→ Texte
◇ ◇ ◇ ◇

Outils numériques : quelles précautions juridiques ?
A l'heure du confinement, beaucoup d'associations vivent une "conversion numérique" et multiplient les modes de communication virtuels. Mais attention, dans cette période d'état d'urgence sanitaire, le droit commun continue aussi de s'appliquer.
Ainsi, nous souhaitons vous rappeler ici quelques bonnes pratiques en matière de communication en ligne (site internet, newsletter, réseaux sociaux). Pour des questions plus précises, les Églises affiliées et œuvres membres peuvent consulter les ressources du site infojuridique.
1. Contenu en ligne et responsabilité juridique
Tout contenu publié implique la responsabilité pénale et civile de son auteur. Dans le cadre associatif, l'association peut être tenue responsable en tant que personne morale des contenus publiées en son nom et pour son compte. Le représentant légal de l'association est désigné par la loi et la jurisprudence comme directeur de la publication du site internet ou des outils de communication mis en place pour l'association (newsletter, page Facebook ou Instagram) même s'il n'en est pas l'auteur direct.
Il est donc primordial de s'assurer que les publications respectent la loi et les règlements.
Références : Loi du 21 juin 2004 pour la confiance dans l'économie numérique (LCEN), Loi du 29 juillet 1881 sur la liberté de la presse.
2. Risque en matière de propriété intellectuelle et industrielle
Le respect du droit d'auteur sur les oeuvres (photographies, vidéos, sons, écrits...) s'impose et est sanctionné pénalement et civilement. Pour toute diffusion d'une œuvre, il faut avoir préalablement obtenu une autorisation de l'auteur précisant en précisant la nature de l’œuvre, l'utilisation souhaitée par l’association de leur œuvre (quels droits cédés), la durée et le lieu d'utilisation, la gratuité ou non de la cession. A défaut, il s'agit d'un acte de contrefaçon.
➡ Utile : Recourir à des banques d'images payantes ou des contenus libres de droit ou à sa propre production s'avère être une bonne pratique.
Les œuvres peuvent néanmoins être utilisées sans autorisation de l'auteur, notamment, dans les cas suivants :
- d'une représentation privée et gratuite et exclusivement dans un cercle familial ( le cercle des membres d'une association n'est pas un cercle familial) ;
- parodie, pastiche ou caricature indiquant clairement le nom de l'auteur et la source ;
- analyses et courtes citations à caractère critique, polémique, pédagogique, scientifique ou d'information de l'œuvre à laquelle elles sont incorporées et indiquant clairement le nom de l'auteur et la source ;
- revues de presse indiquant clairement le nom de l'auteur et la source.
Références : Code de la propriété intellectuelle.

◇ ◇ ◇ ◇

→ Données enregistrées

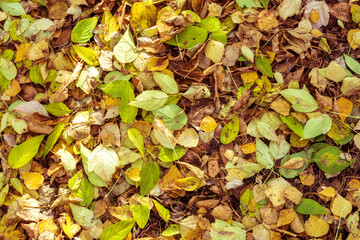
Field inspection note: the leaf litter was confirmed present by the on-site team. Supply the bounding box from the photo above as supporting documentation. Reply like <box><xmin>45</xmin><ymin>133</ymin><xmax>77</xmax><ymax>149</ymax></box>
<box><xmin>0</xmin><ymin>0</ymin><xmax>360</xmax><ymax>240</ymax></box>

◇ ◇ ◇ ◇

→ Consigne 1
Dresse la liste de toutes les références juridiques citées dans le texte sur les outils numériques.
→ Consigne 2
Mets à jour le passage du texte sur les outils numériques qui va de "Outils numériques : quelles" jusqu'à "du site infojuridique.", en remplaçant "confinement" par "couvre-feu".
Ce matériel est indépendant et ne fait pas partie du texte.

→ Réponse attendue 1
- Loi du 21 juin 2004 pour la confiance dans l'économie numérique (LCEN)
- Loi du 29 juillet 1881 sur la liberté de la presse
- Code de la propriété intellectuelle

→ Réponse attendue 2
Outils numériques : quelles précautions juridiques ?
A l'heure du couvre-feu, beaucoup d'associations vivent une "conversion numérique" et multiplient les modes de communication virtuels. Mais attention, dans cette période d'état d'urgence sanitaire, le droit commun continue aussi de s'appliquer.
Ainsi, nous souhaitons vous rappeler ici quelques bonnes pratiques en matière de communication en ligne (site internet, newsletter, réseaux sociaux). Pour des questions plus précises, les Églises affiliées et œuvres membres peuvent consulter les ressources du site infojuridique.